### [Reading text]
- - - - - - -
Accordingly, and with reference to FIG. 7, a method 700 of assembling a connector assembly 100 may include bonding 701 a brittle printed-circuit-board (PCB) substrate to a base 108; affixing 702 positioning pads on at least two sides of the PCB substrate 103, the positioning pads extending away from the PCB substrate 103 to a standoff distance 111; affixing 703 metallic bumps 115, 119 to the PCB substrate 103, the metallic bumps 115, 119 extending away from the PCB substrate 103 a distance greater than the standoff distance 111; positioning 704 a connector housing 102 on the positioning pads, the connector housing 102 being substantially rigid and supporting an electrical connector 101, the connector housing 102 having a housing conductor 105 that is electrically connected to a connector conductor 104 of the electrical connector 101; and partially compressing 705 the metallic bumps 115, 119 with the connector housing 102, the metallic bumps 115, 119 providing an electrical connection between the PCB substrate 103 and a mounting face 112 of the connector housing 102 or between the PCB substrate 103 and the housing conductor 104.

In a variation of the method 700, bonding the PCB substrate 103 to the base 108 includes applying a soft epoxy 117 between the PCB substrate 103 and the base 108, pressing the PCB substrate 103 into the base 108, squeezing out excess soft epoxy 117 from between the PCB substrate 103 and the base 108, and curing the soft epoxy 117 to bond the PCB substrate 103 to the base 108.
- - - - - - -
### [Image point annotation entries]
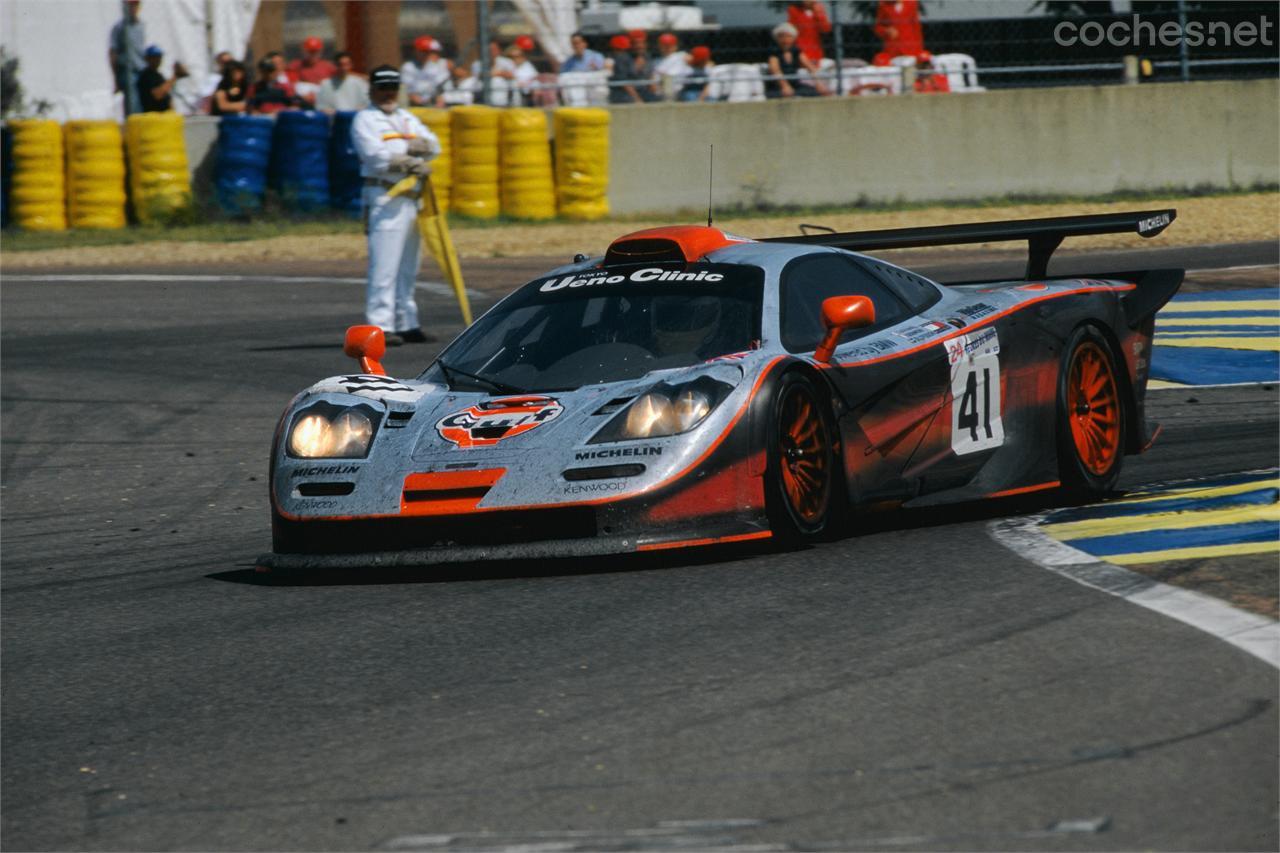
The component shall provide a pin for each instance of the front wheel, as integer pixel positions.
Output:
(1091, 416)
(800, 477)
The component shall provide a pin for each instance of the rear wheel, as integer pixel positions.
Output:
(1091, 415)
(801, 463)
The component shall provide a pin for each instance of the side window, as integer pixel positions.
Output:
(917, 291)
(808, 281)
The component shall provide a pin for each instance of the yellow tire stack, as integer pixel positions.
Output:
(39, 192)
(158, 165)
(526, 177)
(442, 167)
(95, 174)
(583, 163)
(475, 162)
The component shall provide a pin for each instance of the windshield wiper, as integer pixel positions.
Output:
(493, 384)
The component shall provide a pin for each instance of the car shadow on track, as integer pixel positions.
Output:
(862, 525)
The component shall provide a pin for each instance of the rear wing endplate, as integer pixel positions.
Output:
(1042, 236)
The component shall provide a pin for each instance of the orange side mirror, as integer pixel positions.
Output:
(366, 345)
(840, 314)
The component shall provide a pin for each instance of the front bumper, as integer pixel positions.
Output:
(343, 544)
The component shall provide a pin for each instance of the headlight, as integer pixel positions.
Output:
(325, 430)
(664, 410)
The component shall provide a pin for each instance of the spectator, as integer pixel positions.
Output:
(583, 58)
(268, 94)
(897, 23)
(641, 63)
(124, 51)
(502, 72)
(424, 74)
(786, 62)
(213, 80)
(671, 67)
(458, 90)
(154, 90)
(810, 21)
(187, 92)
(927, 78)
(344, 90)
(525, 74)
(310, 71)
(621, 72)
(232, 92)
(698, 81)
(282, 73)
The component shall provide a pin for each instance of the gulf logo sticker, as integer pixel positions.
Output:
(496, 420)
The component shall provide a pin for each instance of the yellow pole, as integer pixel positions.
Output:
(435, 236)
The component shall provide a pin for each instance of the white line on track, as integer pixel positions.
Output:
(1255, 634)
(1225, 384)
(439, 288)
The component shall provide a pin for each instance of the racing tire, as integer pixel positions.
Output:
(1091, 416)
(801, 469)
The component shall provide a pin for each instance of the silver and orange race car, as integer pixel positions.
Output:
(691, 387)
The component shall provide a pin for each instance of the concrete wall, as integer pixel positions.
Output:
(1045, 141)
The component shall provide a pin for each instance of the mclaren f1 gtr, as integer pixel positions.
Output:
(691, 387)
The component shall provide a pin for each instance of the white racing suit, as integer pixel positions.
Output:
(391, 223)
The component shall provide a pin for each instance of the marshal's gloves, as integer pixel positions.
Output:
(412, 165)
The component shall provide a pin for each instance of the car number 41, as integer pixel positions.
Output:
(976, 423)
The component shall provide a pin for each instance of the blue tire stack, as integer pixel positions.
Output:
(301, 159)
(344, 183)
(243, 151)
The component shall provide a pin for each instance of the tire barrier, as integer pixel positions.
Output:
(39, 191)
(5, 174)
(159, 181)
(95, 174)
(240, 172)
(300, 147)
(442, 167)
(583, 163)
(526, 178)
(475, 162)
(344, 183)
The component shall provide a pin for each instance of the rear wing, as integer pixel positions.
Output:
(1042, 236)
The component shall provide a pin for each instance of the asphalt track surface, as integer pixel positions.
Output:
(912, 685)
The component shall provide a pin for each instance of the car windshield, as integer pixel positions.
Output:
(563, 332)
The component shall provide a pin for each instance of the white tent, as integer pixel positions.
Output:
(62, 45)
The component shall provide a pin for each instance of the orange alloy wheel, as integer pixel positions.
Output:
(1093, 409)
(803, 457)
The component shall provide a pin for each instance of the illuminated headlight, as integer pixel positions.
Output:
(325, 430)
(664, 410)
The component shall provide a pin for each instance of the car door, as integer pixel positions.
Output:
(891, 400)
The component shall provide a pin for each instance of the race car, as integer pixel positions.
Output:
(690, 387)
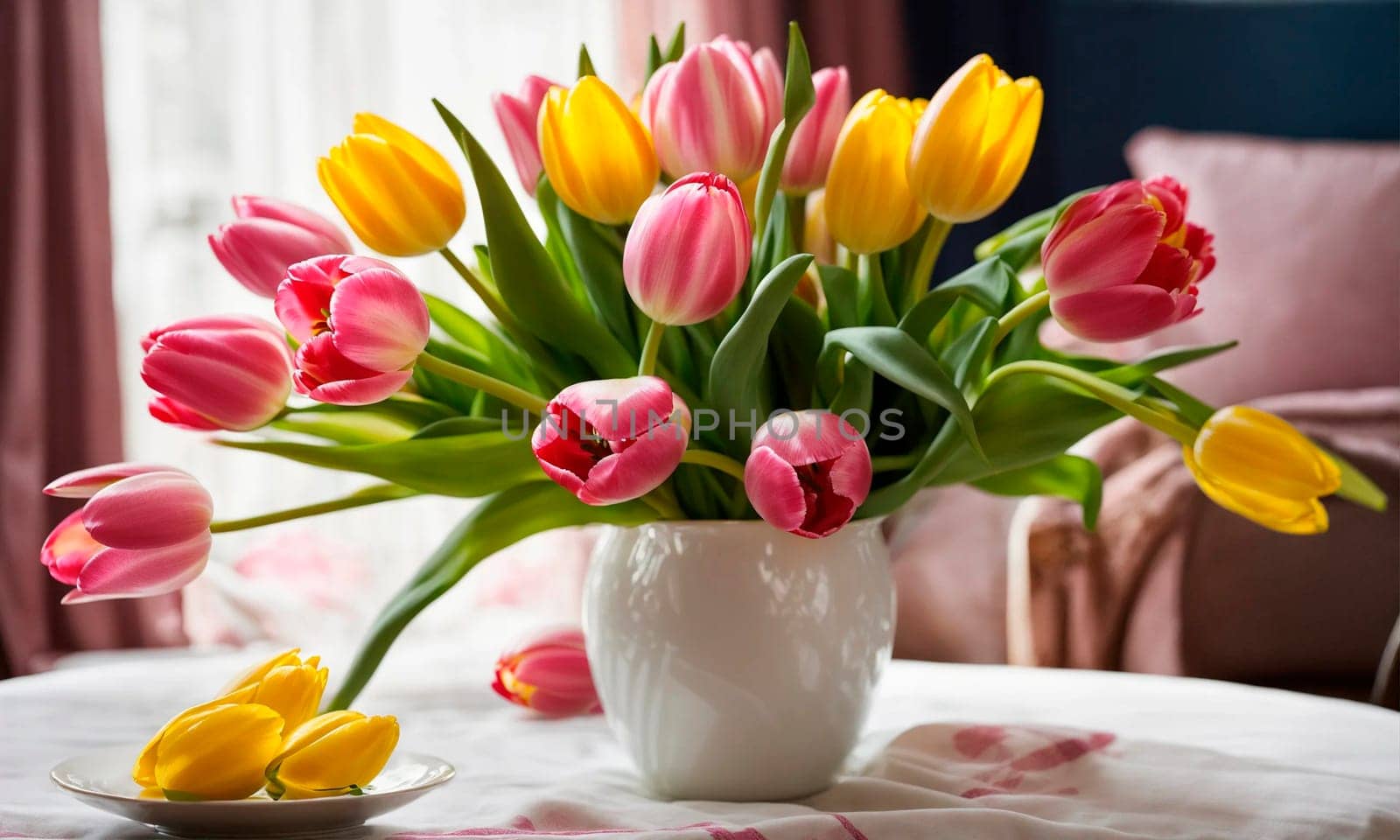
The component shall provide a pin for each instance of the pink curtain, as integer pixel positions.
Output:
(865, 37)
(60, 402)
- - - - - - -
### [Requirements]
1: According to the connector assembly text, what is applied between the PCB substrate and the base when bonding them in the variation of method 700?
2: Please extract everything from "In a variation" down to "the base 108." in the connector assembly text.

### [In response]
1: A soft epoxy.

2:
In a variation of the method 700, bonding the PCB substrate 103 to the base 108 includes applying a soft epoxy 117 between the PCB substrate 103 and the base 108, pressing the PCB substrate 103 into the base 108, squeezing out excess soft epoxy 117 from between the PCB substrate 103 and the base 108, and curing the soft epoxy 117 to bond the PCB substrate 103 to the base 108.